The task: Give again the lines of the data from its first line through the line with "Target: purple floret". Change nothing.

(Source records)
────────

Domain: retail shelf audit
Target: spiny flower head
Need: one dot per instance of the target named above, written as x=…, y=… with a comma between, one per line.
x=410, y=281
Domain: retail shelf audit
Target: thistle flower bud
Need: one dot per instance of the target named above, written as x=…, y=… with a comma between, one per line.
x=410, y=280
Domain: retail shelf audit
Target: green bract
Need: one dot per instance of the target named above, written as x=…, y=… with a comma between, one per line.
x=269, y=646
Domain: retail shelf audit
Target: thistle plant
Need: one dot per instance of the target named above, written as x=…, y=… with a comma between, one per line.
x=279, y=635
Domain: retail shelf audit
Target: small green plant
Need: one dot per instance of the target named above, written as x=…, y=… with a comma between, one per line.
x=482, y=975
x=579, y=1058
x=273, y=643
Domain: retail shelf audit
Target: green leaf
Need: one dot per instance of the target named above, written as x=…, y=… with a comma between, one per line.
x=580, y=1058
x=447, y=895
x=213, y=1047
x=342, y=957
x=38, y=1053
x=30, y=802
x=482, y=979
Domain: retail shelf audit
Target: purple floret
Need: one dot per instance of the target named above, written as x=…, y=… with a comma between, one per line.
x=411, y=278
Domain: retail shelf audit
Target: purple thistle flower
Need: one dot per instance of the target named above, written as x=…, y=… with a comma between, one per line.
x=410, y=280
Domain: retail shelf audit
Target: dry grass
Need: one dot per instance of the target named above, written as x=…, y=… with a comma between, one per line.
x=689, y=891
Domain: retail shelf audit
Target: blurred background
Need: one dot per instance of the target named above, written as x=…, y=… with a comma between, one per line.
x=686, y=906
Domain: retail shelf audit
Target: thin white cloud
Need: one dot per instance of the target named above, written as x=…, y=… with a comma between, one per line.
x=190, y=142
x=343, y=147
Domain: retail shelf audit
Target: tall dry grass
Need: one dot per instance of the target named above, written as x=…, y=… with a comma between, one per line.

────────

Exercise response:
Domain: retail shelf audit
Target: spiny flower head
Need: one dot per instance of the target named above, written as x=…, y=… with a comma between, one per line.
x=410, y=281
Domain: retail shelf audit
Target: thistle flower bud
Need: one dot per instance of the target named above, written as x=…, y=… with a comma between, one per line.
x=410, y=280
Domain: retail shelf audit
Target: green bract
Need: one dot per instance of the target named above, written as x=…, y=… with a comma between, one per line.
x=269, y=646
Domain: retail shelf audit
Target: thistle plant
Need: one dot per instance of the target named above, written as x=…, y=… with a comma between, one per line.
x=279, y=635
Domain: retail shelf audit
Target: small green plant
Need: one dot per instance of the target named above, written as x=…, y=… with a comma between, one per line.
x=482, y=975
x=579, y=1058
x=273, y=643
Domain: retail shelf audit
Target: green leaf
Need: one dot per instance of the target named above, written as x=…, y=… with a comma between, one per line.
x=580, y=1058
x=447, y=895
x=213, y=1047
x=342, y=957
x=38, y=1053
x=30, y=802
x=482, y=979
Domain: retail shelf audit
Target: purple floret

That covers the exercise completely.